### Instructions to follow
Quote the items below exactly, from the line containing "Target: **blue plastic container**" through the line containing "[[[800,126],[504,127],[489,389],[800,467]]]", inclusive. Leave the pictures out of your answer.

### Data listing
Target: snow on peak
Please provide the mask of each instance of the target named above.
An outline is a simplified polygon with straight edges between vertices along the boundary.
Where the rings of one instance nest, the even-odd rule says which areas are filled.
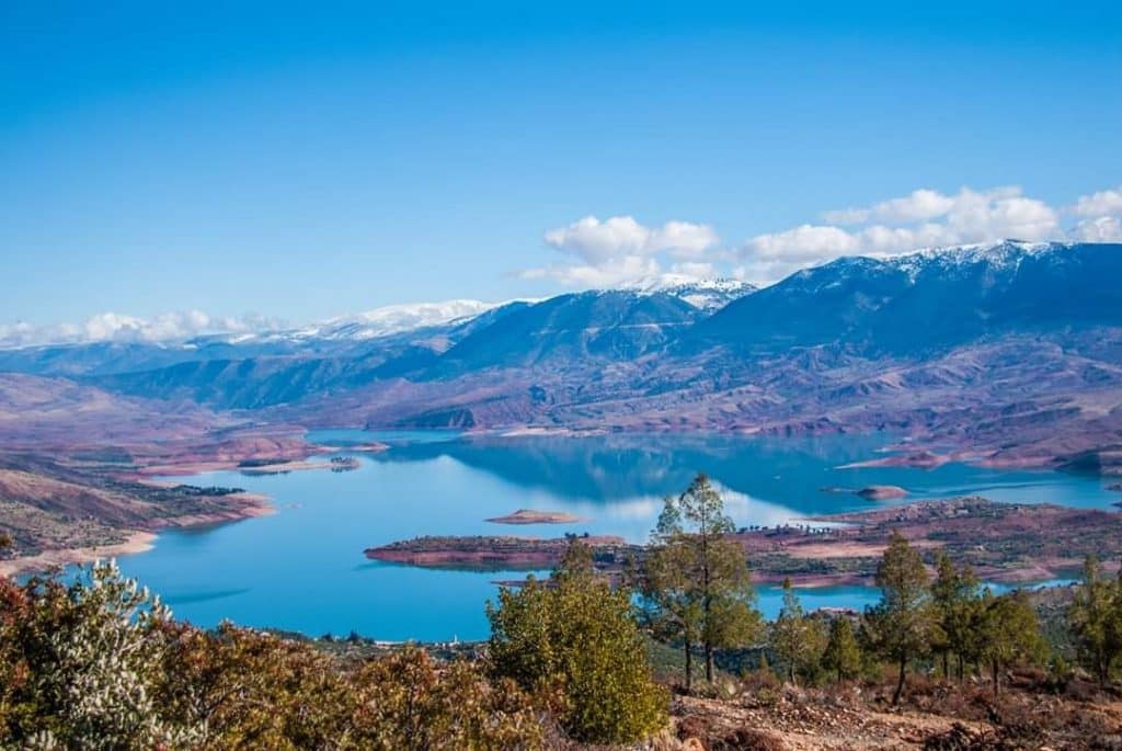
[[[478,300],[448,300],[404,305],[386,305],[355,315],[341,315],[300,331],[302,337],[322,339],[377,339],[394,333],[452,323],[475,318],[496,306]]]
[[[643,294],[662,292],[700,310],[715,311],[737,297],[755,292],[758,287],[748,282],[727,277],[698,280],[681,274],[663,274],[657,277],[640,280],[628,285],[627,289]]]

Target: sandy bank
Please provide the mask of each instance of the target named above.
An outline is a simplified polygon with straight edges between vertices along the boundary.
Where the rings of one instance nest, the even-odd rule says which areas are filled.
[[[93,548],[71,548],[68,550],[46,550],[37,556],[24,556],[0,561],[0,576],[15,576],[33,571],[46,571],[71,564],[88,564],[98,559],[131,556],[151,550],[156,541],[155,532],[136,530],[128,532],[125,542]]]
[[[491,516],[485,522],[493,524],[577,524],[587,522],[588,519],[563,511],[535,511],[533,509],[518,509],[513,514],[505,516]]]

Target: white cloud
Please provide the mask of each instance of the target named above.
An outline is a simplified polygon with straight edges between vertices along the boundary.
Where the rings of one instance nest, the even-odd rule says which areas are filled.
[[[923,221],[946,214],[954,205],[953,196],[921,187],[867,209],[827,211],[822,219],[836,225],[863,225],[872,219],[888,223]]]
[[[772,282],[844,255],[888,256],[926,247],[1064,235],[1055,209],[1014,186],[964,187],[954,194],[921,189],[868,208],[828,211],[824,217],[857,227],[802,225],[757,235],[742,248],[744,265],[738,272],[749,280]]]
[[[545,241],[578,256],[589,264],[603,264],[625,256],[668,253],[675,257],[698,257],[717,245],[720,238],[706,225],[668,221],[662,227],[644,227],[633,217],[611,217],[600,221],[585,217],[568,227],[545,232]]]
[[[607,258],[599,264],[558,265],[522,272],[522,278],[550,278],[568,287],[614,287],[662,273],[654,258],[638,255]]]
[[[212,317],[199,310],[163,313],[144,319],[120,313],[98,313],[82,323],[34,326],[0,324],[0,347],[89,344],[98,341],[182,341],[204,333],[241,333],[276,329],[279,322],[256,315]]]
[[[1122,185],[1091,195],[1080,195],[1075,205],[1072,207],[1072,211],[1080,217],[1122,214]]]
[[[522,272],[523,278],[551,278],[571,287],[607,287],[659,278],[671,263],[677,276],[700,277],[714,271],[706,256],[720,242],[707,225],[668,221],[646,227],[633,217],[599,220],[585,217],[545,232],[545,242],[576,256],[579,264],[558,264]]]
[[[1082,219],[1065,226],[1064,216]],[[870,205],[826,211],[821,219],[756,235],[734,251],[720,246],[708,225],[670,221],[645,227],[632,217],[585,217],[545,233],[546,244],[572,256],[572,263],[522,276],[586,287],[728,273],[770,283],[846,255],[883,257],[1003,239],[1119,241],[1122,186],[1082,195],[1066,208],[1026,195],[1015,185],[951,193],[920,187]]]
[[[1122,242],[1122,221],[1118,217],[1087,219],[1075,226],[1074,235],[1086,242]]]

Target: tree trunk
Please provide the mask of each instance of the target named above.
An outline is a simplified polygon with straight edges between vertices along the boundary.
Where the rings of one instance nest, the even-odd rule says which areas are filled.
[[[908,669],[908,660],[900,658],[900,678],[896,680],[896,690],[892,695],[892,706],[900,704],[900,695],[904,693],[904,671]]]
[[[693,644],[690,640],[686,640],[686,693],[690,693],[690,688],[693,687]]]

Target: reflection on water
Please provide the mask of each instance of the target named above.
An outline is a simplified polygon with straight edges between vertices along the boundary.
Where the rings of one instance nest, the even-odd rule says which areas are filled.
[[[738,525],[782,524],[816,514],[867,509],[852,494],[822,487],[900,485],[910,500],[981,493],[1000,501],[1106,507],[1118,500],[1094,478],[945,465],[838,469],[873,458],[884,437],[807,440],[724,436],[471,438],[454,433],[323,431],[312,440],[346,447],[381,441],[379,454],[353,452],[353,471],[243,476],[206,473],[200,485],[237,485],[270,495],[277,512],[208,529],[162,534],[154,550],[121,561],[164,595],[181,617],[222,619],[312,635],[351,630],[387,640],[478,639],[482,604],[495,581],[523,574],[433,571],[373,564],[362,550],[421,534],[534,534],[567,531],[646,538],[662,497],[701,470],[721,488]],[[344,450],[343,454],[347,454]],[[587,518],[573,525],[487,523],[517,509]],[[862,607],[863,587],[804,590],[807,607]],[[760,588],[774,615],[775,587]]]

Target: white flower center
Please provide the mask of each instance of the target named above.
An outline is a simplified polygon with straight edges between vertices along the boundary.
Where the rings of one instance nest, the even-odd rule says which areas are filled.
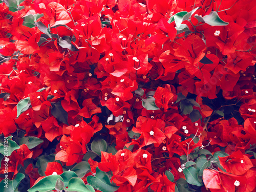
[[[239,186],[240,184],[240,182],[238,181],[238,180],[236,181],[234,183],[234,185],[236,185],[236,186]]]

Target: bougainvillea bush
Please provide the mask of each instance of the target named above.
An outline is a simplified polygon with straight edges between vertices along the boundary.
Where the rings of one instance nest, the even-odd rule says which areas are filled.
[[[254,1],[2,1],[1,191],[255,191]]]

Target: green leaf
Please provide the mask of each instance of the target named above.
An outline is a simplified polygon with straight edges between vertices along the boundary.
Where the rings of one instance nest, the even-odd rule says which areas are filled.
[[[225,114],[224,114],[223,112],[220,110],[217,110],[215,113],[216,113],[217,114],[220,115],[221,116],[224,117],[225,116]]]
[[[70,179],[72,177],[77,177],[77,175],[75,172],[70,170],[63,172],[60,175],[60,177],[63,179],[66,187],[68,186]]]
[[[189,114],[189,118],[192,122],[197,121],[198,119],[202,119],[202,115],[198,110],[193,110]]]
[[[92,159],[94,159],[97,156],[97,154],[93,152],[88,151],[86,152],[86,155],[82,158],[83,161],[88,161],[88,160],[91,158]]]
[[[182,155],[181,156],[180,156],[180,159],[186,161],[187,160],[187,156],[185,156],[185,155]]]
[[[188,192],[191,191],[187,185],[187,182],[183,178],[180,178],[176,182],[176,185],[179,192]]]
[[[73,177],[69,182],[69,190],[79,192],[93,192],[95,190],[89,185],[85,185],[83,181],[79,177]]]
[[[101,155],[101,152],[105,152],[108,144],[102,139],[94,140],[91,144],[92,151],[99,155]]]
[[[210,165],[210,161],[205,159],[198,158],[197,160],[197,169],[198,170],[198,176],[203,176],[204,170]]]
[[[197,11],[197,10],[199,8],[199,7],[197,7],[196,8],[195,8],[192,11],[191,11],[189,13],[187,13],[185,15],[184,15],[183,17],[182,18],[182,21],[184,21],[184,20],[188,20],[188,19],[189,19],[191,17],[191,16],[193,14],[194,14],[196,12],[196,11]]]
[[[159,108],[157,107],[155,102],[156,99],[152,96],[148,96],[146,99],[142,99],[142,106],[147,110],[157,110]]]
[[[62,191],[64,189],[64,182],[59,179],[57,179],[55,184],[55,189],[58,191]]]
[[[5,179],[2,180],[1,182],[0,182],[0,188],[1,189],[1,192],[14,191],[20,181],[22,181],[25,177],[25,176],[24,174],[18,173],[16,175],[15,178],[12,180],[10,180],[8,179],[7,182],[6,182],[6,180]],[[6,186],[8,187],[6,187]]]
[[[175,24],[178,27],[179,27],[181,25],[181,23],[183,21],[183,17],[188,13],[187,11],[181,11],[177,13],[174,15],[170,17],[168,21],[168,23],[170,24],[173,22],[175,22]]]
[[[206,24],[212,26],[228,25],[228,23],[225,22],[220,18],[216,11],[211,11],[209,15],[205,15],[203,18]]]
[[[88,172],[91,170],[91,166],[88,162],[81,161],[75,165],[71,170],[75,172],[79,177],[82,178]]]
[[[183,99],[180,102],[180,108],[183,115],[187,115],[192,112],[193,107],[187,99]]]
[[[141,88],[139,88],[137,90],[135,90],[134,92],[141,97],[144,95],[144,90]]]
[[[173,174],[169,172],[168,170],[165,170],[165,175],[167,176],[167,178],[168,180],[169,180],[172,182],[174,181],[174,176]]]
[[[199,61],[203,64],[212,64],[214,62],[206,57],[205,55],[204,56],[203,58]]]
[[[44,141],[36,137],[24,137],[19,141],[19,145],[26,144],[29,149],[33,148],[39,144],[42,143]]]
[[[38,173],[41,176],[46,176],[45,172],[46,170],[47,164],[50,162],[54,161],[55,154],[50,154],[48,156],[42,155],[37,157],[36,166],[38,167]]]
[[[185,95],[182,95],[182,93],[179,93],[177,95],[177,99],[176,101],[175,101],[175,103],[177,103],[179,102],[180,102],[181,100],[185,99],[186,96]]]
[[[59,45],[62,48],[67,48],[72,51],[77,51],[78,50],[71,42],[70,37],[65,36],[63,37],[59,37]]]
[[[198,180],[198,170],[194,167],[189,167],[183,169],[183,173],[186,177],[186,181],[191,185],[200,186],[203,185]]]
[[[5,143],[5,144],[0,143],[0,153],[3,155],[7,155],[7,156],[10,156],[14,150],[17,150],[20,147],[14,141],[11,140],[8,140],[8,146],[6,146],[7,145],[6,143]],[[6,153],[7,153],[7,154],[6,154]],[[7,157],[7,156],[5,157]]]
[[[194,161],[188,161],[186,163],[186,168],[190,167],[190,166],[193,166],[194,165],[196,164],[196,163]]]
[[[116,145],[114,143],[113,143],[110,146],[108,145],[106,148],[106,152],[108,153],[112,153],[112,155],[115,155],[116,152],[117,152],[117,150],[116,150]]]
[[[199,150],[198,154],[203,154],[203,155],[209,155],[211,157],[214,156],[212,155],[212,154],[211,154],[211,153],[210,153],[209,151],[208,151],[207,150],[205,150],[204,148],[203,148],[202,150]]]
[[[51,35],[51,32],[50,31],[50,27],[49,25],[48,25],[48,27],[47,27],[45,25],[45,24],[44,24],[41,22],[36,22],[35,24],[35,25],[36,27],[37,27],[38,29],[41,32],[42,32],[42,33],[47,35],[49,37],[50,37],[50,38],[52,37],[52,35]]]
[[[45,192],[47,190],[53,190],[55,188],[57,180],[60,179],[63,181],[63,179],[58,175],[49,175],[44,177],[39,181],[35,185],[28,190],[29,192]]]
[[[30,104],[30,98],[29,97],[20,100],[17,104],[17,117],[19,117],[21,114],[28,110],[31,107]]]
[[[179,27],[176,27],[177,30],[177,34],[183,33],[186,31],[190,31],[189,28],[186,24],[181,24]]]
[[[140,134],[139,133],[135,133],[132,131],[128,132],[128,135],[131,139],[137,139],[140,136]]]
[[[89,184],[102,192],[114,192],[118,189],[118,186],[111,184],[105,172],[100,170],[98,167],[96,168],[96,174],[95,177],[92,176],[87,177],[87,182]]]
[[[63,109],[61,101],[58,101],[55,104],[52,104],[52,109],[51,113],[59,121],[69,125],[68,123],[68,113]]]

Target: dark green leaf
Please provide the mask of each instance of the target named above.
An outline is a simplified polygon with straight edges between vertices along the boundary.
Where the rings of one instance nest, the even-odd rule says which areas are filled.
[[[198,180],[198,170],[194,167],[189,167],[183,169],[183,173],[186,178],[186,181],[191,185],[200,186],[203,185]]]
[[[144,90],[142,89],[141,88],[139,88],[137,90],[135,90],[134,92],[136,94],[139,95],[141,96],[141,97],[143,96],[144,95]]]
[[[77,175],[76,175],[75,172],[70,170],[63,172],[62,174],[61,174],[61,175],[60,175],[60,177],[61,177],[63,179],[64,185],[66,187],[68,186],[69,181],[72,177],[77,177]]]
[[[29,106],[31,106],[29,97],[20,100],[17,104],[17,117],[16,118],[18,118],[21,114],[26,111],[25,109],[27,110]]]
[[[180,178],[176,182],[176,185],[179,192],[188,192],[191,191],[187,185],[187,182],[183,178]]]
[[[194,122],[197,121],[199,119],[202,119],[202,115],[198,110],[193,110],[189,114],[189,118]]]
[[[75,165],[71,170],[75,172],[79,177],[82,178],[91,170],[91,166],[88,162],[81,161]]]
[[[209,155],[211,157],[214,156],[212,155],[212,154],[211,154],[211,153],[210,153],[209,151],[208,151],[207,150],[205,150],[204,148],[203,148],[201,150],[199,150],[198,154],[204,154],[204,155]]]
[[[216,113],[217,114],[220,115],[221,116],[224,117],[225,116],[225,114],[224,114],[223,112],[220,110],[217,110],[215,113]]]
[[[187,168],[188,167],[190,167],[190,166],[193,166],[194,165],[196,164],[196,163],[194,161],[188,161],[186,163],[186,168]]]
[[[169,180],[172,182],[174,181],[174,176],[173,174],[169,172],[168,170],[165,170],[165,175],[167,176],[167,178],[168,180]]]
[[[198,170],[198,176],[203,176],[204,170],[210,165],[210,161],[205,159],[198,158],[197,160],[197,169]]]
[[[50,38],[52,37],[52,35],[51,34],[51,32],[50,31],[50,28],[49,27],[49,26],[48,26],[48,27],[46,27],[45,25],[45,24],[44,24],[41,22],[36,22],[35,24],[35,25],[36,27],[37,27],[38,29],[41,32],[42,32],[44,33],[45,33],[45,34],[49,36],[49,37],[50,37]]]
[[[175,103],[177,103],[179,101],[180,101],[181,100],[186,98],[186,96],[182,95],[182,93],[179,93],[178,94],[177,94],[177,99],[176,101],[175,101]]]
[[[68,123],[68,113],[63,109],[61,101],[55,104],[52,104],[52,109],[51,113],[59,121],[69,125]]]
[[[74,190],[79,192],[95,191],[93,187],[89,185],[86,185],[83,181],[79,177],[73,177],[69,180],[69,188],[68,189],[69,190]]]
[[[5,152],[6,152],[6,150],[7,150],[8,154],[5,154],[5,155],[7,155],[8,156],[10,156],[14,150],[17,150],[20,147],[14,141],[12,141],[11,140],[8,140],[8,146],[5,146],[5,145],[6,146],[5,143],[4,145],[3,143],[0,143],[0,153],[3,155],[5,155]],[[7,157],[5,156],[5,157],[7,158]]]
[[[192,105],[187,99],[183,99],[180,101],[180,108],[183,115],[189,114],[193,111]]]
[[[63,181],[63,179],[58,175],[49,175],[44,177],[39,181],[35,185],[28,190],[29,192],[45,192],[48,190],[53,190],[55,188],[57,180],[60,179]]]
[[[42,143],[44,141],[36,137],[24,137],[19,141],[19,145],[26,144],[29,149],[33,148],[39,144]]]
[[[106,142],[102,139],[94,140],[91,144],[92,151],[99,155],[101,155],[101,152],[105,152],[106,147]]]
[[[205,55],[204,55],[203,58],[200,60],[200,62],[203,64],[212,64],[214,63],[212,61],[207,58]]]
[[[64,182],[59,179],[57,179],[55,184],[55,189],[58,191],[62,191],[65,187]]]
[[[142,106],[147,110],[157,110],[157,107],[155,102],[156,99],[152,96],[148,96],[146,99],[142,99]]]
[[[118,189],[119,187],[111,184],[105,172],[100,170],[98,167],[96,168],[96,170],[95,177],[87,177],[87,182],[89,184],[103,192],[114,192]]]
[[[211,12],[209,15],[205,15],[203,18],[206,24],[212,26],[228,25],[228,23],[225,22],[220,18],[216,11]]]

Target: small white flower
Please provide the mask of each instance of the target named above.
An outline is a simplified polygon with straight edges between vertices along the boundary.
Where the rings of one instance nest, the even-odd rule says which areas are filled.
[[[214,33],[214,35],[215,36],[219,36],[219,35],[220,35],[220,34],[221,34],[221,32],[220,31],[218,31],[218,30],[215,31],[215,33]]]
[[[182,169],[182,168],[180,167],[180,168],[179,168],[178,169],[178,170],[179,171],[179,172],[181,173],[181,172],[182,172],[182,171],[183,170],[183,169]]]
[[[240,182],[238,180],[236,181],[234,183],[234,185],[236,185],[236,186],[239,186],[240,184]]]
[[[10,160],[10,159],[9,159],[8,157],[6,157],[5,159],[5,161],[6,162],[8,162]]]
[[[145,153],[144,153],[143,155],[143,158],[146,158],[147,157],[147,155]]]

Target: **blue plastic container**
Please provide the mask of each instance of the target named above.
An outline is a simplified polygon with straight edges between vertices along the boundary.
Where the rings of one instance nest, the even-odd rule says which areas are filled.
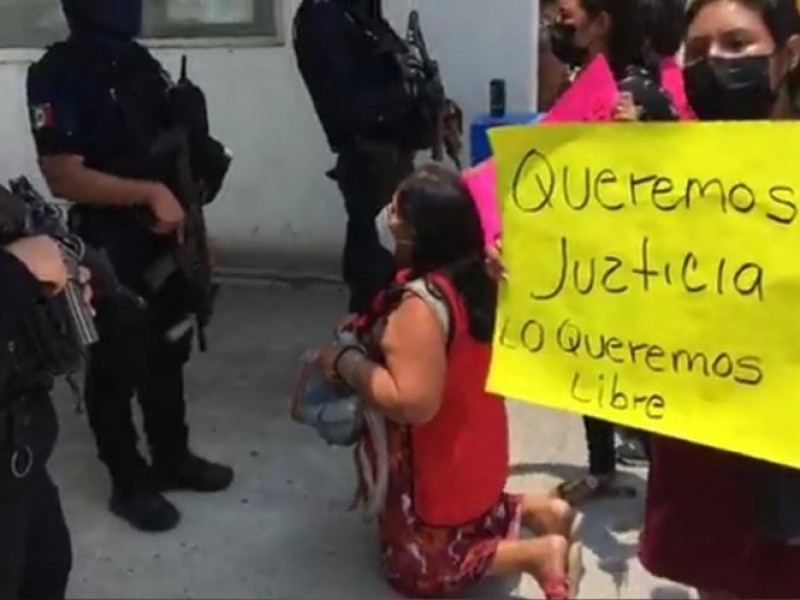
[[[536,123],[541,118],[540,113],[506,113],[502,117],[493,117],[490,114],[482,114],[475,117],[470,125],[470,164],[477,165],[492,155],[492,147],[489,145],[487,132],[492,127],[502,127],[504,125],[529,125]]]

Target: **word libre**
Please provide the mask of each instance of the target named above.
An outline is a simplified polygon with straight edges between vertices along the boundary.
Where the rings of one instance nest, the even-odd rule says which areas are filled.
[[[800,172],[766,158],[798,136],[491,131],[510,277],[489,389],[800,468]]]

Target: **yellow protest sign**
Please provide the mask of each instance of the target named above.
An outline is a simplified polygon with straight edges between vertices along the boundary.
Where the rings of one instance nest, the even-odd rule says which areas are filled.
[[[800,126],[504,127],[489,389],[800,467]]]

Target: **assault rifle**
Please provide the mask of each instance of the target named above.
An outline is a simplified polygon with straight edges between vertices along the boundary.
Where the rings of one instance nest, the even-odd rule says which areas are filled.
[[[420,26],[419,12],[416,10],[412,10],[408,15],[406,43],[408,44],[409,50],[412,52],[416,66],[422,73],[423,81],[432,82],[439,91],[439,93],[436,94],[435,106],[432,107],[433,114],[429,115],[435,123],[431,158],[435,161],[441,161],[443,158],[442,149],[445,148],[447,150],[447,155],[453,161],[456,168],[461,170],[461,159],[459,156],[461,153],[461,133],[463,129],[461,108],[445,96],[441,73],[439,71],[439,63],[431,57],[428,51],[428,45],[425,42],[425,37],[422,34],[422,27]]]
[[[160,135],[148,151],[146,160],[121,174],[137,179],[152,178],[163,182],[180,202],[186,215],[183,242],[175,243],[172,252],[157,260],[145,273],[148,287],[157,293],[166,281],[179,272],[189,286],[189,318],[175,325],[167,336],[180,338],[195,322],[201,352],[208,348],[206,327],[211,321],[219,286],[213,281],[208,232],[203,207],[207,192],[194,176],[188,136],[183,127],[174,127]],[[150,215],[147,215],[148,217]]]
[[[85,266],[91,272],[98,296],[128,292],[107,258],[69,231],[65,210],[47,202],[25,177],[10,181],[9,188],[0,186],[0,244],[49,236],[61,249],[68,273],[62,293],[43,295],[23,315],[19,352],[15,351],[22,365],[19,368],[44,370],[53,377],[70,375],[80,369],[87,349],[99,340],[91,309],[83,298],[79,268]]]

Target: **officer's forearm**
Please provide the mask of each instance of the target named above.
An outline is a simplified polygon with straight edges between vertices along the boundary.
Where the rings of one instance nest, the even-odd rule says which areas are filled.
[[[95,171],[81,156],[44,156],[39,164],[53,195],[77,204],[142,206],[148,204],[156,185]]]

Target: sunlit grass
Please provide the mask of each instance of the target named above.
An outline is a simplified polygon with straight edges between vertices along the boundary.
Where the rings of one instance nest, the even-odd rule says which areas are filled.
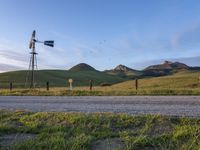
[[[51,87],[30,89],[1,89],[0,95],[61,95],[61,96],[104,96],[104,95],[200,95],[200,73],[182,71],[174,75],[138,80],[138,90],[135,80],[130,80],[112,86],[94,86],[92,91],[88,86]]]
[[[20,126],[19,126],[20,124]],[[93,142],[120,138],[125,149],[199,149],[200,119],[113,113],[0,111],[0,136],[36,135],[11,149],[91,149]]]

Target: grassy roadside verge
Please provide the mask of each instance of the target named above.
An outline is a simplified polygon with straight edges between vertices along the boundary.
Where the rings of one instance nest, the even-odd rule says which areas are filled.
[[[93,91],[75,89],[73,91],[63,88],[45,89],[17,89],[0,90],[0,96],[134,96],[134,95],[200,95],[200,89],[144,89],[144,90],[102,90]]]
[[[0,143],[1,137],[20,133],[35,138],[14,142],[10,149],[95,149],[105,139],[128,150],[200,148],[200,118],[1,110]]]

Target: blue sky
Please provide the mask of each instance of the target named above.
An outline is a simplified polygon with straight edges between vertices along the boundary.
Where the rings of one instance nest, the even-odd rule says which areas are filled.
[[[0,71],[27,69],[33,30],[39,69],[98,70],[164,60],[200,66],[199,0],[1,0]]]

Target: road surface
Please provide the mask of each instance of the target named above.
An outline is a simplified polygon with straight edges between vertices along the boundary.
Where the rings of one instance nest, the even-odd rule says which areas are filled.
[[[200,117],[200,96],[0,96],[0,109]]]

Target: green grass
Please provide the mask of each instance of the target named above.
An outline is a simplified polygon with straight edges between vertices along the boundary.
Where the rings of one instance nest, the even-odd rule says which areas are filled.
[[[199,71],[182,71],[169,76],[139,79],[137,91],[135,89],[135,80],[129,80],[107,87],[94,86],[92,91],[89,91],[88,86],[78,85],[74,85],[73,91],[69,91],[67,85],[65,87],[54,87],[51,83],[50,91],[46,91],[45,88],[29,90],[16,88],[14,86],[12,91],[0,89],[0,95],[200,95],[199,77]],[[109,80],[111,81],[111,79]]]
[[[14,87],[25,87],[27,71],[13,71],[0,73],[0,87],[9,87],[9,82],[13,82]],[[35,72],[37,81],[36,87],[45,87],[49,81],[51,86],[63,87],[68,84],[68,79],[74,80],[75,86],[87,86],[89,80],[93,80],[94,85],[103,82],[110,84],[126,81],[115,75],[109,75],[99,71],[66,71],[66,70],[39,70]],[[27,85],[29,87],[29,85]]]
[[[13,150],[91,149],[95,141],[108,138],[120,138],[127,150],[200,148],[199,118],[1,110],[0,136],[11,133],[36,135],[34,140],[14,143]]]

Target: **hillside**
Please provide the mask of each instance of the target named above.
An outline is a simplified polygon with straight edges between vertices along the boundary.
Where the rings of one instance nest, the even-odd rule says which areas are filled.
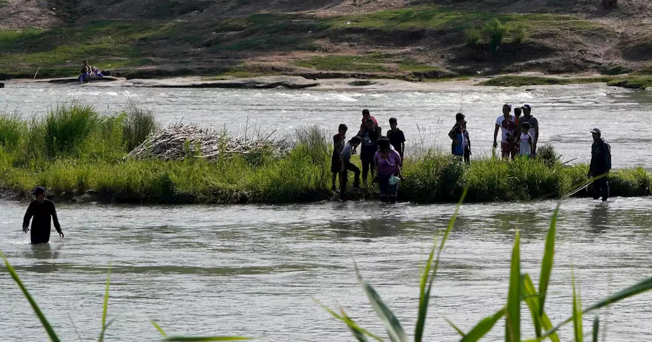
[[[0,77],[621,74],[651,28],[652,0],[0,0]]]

### Answer to the exercise
Target: **blue plastic container**
Please provide the mask of each instance of the target named above.
An outline is a simplified polygon with straight edges between vertices along the boundary.
Where the rings of one instance nest, the even-odd rule says which areas are filled.
[[[536,123],[541,118],[540,113],[506,113],[502,117],[493,117],[490,114],[482,114],[475,117],[470,125],[470,164],[477,165],[492,155],[492,147],[489,145],[487,132],[492,127],[502,127],[504,125],[529,125]]]

Target: **word libre**
Please provide the mask of each instance of the target named above.
An outline is a simplified polygon with straight edges between vertices along the boundary.
Where the rings of one instance nest, the even-odd rule says which areas are filled.
[[[800,172],[766,158],[798,136],[491,131],[510,277],[489,389],[800,468]]]

Target: **yellow protest sign**
Please provide the mask of each instance of the target named above.
An outline is a simplified polygon with straight edges between vertices along the boundary.
Where the rings of one instance nest, the even-odd rule says which areas are filled.
[[[800,126],[504,127],[489,389],[800,467]]]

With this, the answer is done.